§ **TRAVAIL À FAIRE**
Recopiez le passage de l'extrait sur les médiateurs nommés par l'Élysée, depuis « Dans la crise » jusqu'à « l’Élysée les multiplie. ».

§ **EXTRAIT DU TEXTE**
-=-=-

Médiateurs, commissions, émissaires spéciaux, missionnaires… L’Elysée nomme à tour de bras, rendant de plus en plus inaudibles, inexistants voire inutiles, la plupart des ministres.

Décryptage de cette méthode par une presse régionale, de plus en plus volontiers acide face à un système qui dilue le principe même de responsabilité politique.

Dans la crise actuelle, il existe un métier d’avenir : médiateur. Jusqu’à présent, la France comptait un médiateur, celui de la République Jean-Paul Delevoye en l’occurrence. Depuis quatre mois, l’Élysée les multiplie.

-=-=-

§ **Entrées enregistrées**
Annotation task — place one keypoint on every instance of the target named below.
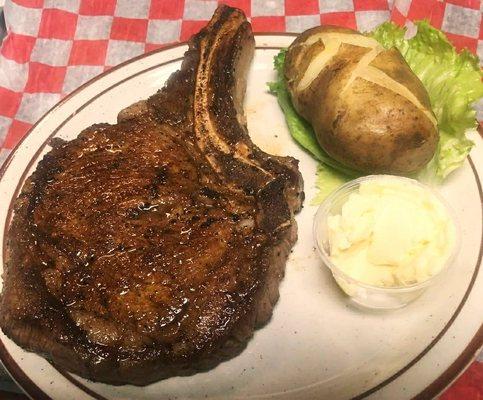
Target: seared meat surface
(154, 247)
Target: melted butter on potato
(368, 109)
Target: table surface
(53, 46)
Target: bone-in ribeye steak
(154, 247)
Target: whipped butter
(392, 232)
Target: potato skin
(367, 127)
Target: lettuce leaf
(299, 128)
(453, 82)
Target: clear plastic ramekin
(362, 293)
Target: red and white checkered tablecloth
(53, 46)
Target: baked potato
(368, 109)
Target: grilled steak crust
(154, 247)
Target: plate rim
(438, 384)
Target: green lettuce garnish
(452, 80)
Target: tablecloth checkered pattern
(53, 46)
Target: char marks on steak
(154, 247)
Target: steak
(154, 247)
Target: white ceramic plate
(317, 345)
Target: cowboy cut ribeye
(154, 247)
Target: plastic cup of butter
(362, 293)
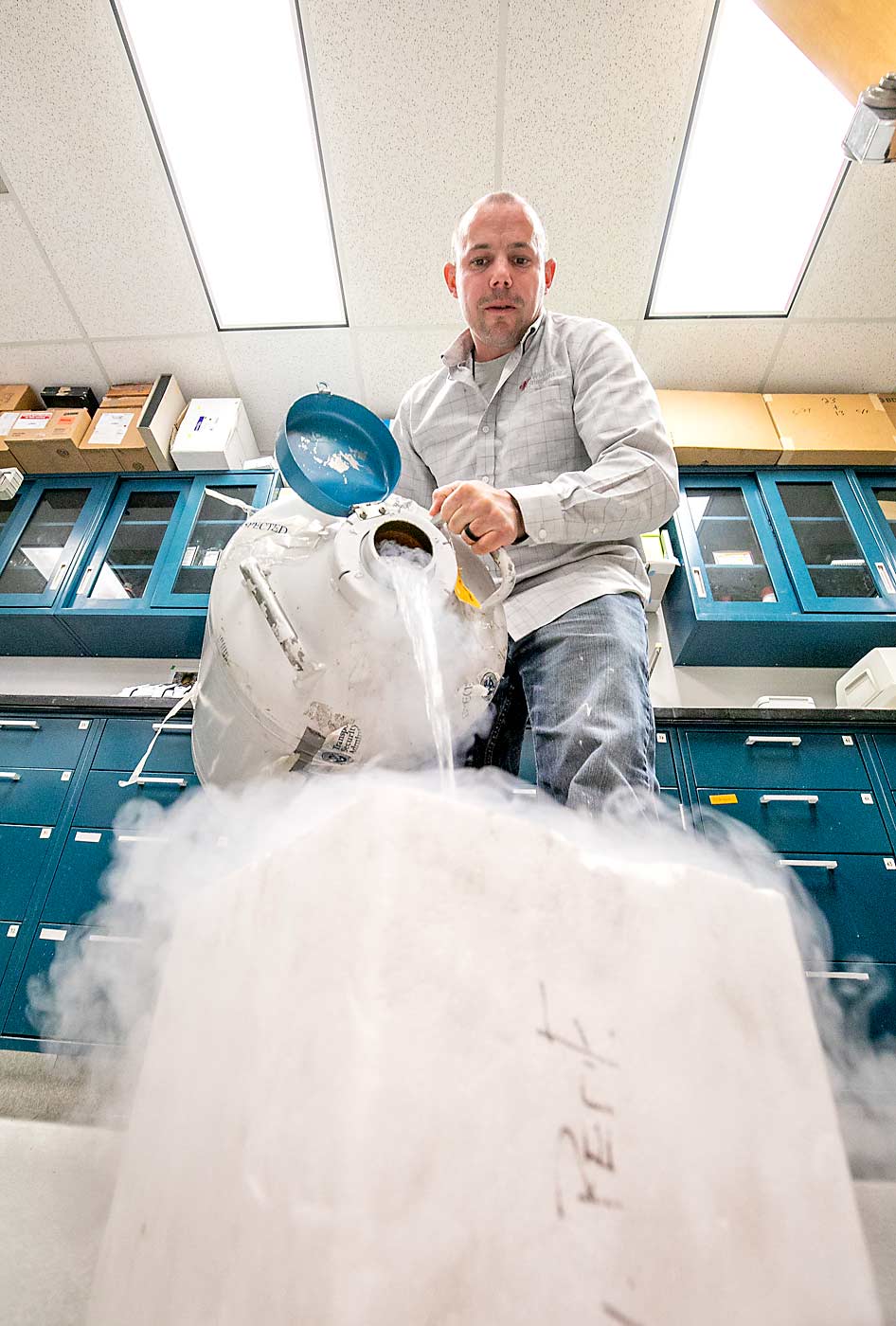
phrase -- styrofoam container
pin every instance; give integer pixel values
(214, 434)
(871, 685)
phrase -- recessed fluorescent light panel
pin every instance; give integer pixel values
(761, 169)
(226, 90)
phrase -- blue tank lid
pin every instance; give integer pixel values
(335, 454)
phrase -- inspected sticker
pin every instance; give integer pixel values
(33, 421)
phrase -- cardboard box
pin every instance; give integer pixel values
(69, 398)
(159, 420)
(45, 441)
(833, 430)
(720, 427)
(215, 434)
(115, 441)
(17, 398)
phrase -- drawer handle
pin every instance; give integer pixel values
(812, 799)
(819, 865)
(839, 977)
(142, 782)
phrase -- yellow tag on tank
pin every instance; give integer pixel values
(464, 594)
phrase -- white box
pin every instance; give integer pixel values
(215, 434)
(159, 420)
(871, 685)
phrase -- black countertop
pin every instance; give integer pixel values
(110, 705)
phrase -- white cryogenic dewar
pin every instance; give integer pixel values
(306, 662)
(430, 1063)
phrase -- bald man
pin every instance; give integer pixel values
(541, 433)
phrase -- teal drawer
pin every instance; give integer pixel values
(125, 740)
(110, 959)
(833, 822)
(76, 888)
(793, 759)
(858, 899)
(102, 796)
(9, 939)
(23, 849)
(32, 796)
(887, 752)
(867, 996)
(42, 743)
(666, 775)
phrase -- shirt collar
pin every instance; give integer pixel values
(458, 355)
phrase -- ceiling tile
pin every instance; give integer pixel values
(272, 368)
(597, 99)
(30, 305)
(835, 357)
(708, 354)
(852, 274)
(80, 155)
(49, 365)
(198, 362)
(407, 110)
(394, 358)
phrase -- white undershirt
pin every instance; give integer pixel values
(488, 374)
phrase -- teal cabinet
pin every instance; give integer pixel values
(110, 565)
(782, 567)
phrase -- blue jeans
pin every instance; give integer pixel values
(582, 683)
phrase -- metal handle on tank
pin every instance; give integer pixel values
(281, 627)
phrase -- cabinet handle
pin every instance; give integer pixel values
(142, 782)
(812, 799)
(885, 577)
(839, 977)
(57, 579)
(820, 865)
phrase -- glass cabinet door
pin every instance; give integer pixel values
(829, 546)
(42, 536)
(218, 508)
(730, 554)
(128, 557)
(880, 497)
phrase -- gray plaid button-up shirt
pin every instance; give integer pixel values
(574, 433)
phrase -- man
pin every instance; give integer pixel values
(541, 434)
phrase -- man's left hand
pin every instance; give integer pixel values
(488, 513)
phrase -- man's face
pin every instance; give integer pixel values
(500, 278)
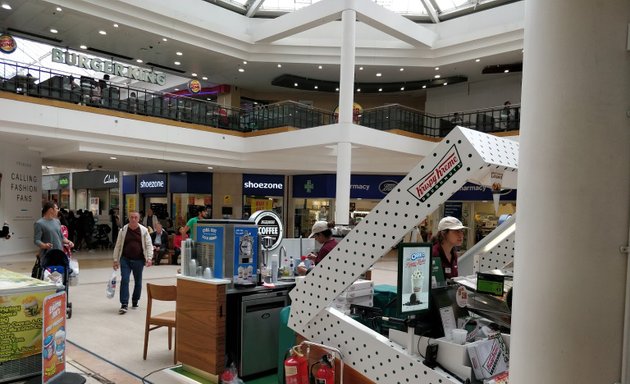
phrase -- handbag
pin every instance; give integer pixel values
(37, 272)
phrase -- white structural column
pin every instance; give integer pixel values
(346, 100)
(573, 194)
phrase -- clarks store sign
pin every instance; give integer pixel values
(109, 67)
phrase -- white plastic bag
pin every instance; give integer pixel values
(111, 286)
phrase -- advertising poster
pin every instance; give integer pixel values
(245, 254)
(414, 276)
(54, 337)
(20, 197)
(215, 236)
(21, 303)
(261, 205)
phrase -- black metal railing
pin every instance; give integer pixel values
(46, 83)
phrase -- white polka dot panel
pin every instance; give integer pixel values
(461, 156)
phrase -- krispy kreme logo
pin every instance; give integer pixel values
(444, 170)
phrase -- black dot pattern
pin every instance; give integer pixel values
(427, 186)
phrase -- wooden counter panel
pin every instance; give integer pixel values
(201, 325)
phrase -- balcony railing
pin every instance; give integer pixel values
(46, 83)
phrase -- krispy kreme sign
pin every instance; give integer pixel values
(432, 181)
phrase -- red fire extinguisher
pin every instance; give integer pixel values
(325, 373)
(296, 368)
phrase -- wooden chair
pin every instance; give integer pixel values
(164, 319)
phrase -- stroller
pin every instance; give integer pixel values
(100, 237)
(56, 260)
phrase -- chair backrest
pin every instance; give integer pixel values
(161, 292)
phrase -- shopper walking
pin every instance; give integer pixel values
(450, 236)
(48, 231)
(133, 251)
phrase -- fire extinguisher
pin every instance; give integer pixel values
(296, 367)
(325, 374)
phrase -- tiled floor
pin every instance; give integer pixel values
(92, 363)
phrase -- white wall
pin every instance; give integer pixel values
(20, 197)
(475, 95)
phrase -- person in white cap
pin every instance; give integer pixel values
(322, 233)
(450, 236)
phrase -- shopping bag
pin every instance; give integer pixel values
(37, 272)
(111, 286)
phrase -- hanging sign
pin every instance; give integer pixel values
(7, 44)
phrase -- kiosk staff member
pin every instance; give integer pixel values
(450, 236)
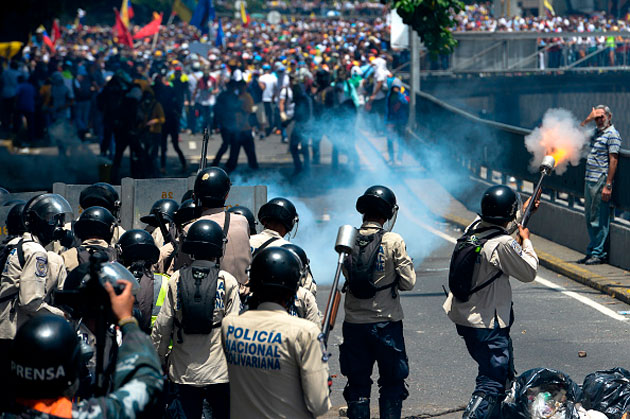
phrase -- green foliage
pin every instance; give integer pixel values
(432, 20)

-=-=-

§ **ZONE DE RÉPONSE**
Dans la crise actuelle, il existe un métier d’avenir : médiateur. Jusqu’à présent, la France comptait un médiateur, celui de la République Jean-Paul Delevoye en l’occurrence. Depuis quatre mois, l’Élysée les multiplie.